Taking the line that contains "Wildlife-tally tagging: find every instance of the baby's hand" as the first and the final line of the records as the last, write out every line between them exactly, ends included, and nothing else.
====== SUPPLIED DATA ======
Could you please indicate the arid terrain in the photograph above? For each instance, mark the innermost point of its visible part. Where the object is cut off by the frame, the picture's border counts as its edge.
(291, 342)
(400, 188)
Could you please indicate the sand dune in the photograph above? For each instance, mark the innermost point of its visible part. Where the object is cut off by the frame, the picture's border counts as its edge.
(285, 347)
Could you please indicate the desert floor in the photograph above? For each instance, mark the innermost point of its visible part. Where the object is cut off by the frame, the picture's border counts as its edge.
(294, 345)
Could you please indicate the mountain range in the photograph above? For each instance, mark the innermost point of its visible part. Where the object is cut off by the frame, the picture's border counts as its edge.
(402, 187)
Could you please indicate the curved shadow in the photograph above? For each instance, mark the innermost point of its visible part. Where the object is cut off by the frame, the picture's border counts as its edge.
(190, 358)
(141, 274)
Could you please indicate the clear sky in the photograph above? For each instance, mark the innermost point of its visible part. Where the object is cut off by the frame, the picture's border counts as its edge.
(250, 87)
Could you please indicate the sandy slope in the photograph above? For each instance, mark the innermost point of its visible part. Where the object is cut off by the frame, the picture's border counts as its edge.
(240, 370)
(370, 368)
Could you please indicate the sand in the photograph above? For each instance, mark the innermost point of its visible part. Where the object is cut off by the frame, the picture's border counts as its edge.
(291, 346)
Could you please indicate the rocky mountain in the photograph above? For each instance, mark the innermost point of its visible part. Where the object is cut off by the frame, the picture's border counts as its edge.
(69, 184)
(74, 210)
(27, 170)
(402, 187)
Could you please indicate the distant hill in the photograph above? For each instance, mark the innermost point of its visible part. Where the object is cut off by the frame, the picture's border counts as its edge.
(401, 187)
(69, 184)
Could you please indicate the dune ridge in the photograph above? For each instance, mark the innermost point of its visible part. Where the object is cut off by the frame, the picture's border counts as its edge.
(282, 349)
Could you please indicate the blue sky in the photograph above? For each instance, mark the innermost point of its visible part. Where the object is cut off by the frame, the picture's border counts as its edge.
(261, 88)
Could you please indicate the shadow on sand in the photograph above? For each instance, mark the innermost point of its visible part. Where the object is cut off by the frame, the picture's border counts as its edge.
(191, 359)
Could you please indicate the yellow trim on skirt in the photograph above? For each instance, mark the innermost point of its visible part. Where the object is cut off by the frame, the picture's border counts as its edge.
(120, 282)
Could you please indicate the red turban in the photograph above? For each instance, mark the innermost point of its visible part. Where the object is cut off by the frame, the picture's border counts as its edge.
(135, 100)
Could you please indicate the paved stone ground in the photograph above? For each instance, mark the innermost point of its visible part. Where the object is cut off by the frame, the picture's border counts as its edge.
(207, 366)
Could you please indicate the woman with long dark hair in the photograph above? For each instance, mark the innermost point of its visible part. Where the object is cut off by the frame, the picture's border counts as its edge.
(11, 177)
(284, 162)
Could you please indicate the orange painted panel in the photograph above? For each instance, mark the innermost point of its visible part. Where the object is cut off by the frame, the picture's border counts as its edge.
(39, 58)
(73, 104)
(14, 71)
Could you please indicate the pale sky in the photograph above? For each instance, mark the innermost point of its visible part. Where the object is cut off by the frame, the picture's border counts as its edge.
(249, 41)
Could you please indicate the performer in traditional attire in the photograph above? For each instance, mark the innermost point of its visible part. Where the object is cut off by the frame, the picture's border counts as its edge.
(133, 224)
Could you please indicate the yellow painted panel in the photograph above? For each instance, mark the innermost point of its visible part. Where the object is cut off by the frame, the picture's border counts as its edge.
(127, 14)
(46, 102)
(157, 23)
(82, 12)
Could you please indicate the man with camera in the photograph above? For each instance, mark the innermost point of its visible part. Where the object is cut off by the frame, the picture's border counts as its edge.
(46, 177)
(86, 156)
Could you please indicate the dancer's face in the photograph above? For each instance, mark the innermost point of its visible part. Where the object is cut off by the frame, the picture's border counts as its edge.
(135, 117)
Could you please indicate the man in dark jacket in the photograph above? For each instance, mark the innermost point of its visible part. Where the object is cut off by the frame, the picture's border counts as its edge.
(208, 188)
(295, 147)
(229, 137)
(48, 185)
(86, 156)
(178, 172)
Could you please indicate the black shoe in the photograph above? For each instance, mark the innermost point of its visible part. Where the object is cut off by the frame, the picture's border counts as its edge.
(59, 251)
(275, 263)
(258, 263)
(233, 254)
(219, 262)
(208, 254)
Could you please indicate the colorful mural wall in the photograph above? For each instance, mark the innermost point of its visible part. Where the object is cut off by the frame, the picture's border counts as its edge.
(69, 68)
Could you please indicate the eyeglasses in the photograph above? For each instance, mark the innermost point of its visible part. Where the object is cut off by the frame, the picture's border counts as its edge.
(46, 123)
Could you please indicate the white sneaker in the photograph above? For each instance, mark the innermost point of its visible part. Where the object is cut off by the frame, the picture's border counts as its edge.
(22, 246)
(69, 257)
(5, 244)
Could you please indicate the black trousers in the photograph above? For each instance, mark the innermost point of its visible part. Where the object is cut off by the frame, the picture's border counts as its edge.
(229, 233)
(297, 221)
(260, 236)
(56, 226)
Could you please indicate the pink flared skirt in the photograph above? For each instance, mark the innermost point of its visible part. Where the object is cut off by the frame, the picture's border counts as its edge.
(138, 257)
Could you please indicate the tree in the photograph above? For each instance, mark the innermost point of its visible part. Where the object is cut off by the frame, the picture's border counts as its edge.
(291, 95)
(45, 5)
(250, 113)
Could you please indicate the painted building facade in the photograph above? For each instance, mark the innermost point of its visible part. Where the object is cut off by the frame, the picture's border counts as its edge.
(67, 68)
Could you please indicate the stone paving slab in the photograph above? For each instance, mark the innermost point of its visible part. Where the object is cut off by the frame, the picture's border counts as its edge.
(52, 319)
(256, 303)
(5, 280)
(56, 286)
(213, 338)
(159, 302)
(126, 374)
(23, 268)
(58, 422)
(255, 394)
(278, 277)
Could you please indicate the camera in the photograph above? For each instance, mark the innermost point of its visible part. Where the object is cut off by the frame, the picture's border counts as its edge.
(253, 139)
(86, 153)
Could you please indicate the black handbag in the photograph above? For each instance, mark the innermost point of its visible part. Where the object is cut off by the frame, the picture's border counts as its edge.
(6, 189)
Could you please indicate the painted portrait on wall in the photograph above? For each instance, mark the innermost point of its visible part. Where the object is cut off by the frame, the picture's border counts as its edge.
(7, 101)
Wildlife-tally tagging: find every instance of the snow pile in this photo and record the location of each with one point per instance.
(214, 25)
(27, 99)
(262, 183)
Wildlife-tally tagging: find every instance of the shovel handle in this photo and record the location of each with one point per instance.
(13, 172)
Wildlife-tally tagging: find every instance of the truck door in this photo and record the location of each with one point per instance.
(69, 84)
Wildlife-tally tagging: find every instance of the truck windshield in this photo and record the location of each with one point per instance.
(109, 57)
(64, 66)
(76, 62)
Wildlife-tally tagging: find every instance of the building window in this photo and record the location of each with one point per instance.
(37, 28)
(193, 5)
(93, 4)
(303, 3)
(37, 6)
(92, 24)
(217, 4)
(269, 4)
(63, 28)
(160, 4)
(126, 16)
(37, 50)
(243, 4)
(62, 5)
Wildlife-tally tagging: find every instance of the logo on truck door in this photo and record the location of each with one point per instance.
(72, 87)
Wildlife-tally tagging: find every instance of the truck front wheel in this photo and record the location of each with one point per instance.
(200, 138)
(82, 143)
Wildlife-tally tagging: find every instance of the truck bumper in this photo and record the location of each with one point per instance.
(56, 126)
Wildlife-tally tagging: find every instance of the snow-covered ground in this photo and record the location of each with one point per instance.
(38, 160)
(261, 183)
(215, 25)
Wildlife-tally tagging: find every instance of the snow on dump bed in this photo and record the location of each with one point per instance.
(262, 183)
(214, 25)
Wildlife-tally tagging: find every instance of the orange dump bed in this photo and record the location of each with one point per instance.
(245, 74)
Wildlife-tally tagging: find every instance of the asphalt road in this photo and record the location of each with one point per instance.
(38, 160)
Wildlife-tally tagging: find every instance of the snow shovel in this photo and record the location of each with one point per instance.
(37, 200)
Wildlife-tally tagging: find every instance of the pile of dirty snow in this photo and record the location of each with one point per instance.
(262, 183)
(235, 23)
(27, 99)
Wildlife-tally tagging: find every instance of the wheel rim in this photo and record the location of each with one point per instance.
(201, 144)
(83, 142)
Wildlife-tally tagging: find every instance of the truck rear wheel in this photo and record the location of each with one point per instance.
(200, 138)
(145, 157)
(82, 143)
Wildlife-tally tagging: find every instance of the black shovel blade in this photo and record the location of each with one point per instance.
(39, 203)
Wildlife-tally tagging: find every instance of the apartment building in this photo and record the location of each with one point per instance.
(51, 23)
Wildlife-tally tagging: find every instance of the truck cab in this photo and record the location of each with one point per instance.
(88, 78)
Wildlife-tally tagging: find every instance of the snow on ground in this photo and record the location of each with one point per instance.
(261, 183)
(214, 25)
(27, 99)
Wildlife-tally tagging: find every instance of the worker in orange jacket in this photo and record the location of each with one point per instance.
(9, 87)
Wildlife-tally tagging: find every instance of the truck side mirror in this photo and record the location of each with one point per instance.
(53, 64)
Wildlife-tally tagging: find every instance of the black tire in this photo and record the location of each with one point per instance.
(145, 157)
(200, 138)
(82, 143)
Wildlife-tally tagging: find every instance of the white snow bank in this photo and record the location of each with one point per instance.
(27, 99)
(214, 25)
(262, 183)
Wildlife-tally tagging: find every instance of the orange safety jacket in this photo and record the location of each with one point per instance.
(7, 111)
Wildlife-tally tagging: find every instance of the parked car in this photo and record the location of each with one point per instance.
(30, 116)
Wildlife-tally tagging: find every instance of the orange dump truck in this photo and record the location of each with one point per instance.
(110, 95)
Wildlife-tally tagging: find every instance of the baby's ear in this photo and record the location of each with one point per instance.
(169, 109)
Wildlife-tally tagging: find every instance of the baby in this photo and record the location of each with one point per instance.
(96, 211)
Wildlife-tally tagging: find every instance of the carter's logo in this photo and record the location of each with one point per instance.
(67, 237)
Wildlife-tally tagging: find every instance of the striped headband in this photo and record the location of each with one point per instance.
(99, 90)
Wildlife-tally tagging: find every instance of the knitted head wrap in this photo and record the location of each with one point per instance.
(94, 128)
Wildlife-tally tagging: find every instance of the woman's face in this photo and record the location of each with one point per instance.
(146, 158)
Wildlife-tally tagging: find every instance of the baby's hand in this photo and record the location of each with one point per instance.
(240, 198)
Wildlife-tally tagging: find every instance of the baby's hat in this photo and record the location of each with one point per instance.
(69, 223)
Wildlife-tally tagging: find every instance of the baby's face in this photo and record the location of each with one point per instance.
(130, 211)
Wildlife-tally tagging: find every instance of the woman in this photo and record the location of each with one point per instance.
======
COMPLETED TASK ->
Wildlife-tally tagging: find every instance of the baby's hand in this photo and record the location of each with one point per instance.
(240, 198)
Wildlife-tally tagging: find every instance of the baby's hat in this photo and record the location of each with one point per instance.
(69, 223)
Wildlife-tally tagging: find every instance of the baby's face in this photo and record the location of each with one point per instance.
(130, 211)
Wildlife-tally tagging: find every instance of the woman in this photo and record the location of each with one point per instance.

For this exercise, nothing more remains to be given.